= REQUIREMENT =
Repeat the lines of the listing below exactly, starting at the line that contains "Annotate the high" and running through the last line, both included, and only those.

━━━━━━━━━━━━━━━━━━━━

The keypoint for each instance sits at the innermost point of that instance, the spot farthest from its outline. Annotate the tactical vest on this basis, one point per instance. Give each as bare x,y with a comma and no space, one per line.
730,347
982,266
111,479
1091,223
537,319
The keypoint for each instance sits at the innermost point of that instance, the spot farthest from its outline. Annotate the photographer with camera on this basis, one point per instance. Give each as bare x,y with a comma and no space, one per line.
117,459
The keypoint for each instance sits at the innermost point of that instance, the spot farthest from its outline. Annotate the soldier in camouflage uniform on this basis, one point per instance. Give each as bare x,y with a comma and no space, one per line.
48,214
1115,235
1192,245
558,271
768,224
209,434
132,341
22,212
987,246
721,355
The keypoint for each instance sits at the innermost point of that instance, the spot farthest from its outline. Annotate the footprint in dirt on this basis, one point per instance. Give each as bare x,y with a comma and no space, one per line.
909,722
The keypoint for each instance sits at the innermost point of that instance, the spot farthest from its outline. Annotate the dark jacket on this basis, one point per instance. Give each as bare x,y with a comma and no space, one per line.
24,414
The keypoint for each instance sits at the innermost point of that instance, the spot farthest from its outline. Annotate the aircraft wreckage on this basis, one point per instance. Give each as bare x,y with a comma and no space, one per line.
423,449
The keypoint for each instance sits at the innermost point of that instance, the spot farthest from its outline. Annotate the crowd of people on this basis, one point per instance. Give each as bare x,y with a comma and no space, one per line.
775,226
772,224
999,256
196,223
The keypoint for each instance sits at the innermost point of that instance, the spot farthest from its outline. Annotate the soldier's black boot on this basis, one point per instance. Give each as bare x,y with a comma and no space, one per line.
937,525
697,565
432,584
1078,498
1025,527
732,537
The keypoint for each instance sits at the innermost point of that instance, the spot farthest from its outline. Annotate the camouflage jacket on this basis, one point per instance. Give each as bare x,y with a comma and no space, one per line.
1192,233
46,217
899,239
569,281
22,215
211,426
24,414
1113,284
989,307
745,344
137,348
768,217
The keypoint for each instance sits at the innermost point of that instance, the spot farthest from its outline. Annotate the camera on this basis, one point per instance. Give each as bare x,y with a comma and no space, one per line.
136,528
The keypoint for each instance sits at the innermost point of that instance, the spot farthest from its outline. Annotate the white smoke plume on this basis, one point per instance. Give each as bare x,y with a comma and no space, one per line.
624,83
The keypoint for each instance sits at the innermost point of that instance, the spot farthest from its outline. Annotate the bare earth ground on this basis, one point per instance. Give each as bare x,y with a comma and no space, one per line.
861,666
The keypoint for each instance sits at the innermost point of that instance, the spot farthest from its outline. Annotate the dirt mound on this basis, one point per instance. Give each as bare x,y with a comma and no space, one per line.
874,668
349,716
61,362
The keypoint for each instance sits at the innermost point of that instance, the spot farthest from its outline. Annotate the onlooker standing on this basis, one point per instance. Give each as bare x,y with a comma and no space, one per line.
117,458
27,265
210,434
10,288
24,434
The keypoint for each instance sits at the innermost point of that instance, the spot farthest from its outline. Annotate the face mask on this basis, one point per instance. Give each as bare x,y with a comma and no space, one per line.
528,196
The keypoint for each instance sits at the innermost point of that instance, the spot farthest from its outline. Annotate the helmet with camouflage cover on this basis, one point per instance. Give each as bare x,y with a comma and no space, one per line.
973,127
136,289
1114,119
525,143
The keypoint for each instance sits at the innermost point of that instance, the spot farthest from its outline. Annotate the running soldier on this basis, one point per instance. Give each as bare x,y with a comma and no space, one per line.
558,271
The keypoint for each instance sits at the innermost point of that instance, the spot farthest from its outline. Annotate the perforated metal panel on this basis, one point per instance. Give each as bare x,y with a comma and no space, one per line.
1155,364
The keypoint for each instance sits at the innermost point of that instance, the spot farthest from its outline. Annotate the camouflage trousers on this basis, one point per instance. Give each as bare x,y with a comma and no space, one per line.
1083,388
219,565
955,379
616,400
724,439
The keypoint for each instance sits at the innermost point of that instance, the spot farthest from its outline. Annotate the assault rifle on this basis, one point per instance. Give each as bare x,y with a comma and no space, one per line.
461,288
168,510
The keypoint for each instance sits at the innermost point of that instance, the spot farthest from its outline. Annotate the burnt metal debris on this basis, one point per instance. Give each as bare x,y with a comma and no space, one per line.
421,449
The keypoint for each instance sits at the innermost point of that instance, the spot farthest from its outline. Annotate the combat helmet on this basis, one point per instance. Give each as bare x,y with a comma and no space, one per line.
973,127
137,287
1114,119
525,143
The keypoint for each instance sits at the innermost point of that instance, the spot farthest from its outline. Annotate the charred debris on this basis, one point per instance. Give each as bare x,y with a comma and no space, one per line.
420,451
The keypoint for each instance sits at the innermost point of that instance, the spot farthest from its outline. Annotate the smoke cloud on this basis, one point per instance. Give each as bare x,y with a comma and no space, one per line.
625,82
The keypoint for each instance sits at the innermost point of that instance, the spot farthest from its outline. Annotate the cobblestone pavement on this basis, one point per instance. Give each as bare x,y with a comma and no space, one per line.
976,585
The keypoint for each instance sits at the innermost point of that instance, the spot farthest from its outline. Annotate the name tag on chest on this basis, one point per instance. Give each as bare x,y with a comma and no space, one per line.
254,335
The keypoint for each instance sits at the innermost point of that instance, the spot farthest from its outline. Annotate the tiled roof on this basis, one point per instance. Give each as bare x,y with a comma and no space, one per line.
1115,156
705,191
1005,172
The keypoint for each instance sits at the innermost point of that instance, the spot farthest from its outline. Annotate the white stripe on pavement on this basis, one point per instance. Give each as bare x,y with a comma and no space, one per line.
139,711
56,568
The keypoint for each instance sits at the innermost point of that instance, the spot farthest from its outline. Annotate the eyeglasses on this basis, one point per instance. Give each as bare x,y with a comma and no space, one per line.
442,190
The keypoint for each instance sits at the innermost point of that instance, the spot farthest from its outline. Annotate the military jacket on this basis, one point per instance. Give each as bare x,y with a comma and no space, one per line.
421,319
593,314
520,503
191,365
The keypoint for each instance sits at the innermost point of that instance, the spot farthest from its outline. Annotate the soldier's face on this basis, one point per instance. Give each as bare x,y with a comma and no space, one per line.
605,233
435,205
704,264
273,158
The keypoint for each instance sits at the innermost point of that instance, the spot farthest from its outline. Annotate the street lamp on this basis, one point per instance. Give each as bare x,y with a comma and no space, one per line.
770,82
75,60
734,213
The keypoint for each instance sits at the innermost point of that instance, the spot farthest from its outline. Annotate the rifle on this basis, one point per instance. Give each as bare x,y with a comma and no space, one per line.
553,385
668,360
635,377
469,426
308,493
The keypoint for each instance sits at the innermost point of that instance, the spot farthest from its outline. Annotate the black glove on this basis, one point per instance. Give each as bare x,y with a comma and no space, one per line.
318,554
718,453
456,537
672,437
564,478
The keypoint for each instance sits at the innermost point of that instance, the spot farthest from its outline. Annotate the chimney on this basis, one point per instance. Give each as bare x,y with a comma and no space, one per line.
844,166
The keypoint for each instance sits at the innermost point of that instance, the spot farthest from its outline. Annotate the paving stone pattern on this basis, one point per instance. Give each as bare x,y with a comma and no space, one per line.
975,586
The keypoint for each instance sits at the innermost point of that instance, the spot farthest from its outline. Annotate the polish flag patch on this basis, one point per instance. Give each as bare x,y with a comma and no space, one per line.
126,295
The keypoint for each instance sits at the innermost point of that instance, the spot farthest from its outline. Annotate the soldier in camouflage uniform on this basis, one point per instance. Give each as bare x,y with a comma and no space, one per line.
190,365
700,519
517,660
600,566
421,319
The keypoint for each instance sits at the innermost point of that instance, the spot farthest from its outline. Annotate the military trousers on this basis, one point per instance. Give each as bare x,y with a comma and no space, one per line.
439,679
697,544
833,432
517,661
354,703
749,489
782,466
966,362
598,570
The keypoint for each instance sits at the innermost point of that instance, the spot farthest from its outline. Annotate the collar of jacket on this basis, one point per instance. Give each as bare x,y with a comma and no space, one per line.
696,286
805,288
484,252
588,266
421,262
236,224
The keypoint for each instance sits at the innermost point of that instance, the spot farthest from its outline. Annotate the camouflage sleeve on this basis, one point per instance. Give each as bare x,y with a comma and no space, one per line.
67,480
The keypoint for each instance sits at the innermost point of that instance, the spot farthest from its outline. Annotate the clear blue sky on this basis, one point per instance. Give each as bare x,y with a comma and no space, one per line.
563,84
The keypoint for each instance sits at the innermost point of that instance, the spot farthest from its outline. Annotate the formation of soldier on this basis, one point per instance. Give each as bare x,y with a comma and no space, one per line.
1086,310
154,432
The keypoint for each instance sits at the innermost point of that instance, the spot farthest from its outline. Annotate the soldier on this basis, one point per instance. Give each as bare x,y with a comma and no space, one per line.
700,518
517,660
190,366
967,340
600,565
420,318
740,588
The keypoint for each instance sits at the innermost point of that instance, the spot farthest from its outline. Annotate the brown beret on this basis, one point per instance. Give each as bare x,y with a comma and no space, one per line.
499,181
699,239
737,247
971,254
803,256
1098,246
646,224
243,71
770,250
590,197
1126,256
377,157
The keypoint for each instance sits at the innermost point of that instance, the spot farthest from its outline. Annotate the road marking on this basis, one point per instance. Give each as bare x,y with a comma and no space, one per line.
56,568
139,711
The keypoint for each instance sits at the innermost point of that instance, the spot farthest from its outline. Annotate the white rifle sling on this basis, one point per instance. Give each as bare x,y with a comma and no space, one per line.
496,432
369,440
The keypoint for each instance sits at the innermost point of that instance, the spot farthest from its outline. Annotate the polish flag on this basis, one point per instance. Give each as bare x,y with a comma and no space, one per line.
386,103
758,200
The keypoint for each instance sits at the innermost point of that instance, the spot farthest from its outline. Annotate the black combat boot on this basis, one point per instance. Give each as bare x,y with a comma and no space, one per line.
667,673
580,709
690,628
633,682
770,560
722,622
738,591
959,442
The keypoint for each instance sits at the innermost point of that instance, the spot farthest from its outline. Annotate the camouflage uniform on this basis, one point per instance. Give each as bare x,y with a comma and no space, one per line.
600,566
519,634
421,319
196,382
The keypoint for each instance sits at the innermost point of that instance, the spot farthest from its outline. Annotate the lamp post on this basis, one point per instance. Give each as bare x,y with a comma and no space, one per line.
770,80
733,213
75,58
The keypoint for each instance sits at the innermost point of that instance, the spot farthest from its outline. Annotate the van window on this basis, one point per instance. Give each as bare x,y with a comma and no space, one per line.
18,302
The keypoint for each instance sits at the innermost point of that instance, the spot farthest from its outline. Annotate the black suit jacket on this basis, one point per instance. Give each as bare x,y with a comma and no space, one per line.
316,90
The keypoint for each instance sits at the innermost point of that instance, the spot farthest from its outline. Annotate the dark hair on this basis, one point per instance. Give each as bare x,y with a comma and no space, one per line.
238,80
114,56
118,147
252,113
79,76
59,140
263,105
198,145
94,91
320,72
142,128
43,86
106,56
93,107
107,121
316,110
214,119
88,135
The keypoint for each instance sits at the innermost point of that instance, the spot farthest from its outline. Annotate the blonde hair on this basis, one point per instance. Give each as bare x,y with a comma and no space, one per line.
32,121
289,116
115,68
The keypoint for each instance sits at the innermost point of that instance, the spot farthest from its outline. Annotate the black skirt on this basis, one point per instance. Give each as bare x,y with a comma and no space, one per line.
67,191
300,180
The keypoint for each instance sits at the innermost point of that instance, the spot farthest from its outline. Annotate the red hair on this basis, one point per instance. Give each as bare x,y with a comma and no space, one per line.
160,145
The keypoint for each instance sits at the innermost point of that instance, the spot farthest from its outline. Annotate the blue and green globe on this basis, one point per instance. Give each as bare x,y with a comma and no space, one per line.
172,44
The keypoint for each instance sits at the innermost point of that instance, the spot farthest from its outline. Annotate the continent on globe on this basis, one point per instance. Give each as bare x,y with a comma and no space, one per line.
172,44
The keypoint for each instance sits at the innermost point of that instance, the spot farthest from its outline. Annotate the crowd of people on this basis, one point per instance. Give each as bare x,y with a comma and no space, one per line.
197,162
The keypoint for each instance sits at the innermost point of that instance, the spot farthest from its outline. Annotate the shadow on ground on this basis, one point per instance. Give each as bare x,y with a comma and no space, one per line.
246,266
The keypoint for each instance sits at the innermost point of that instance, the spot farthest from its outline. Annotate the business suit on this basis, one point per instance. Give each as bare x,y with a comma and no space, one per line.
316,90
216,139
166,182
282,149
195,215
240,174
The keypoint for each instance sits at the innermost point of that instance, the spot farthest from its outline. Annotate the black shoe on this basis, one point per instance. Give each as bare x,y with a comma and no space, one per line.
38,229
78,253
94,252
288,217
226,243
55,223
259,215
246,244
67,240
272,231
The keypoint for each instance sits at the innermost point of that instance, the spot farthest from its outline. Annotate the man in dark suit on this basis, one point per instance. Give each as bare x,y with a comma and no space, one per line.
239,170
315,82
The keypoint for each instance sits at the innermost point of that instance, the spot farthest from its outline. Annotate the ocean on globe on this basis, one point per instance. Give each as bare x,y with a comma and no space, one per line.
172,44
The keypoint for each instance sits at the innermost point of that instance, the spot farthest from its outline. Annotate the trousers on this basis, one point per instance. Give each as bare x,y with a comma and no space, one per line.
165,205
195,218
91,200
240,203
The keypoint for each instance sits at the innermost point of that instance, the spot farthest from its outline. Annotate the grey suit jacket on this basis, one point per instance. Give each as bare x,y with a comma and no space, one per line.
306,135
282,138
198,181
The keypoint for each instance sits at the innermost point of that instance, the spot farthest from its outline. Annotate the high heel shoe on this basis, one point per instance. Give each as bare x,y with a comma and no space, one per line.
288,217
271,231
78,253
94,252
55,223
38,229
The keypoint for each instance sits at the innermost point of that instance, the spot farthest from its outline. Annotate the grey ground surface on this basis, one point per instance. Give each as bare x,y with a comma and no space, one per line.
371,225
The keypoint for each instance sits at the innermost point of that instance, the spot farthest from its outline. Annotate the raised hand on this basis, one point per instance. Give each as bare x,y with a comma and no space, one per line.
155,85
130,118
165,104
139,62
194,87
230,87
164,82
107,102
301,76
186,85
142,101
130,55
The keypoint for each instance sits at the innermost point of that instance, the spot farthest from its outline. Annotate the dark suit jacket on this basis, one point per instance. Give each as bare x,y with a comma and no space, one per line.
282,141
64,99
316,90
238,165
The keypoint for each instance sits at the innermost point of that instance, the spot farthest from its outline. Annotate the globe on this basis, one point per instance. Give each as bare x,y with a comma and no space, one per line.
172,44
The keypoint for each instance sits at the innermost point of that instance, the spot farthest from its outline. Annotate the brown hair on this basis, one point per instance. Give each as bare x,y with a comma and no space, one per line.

━━━━━━━━━━━━━━━━━━━━

= REPLY =
The keypoint for each instance sits at the innermost point of that instance, the spot farthest from its outline. Annotate the high heel shoe on this basis, one point per instance. Give each as bare x,y with a comma and no space, one per line.
288,217
271,231
78,253
94,252
55,223
38,229
The keypoint for each instance sits at the innermost point of that instance, the spot farthest from its outline. Annotate the grey ground surface on this basis, one point per instance. Give each as bare x,y with a comma and no space, one per line.
371,225
The keypoint for each instance sits at the innermost point of that instance, the spot farthest from its outline. Annotate the raised hand on this basis, one point per instance. Give each as bare x,y with a comma and no space, one per line.
155,85
130,118
165,104
139,62
194,87
230,87
164,82
107,102
301,76
186,85
142,101
130,55
The keypoint for each instance sits at the innermost point of that instance, the spot farthest from its outline. Annotate the dark suit jacket on this basis, one point per instance. Give each as bare x,y with a comma and no space, one per line.
282,141
64,99
316,90
238,165
The keypoint for each instance sits at the innermost point of that instance, the spot farthest from its outline. Annotate the globe on this basis, one point per instance. Give each as bare x,y with a comma and no space, one per line.
172,44
The keypoint for each instance sits at the innermost point of that instance, the spot farthest from its outline. Annotate the brown hair on this basis, one point per instance. Give each as bare x,y with a comma and no space, one per line.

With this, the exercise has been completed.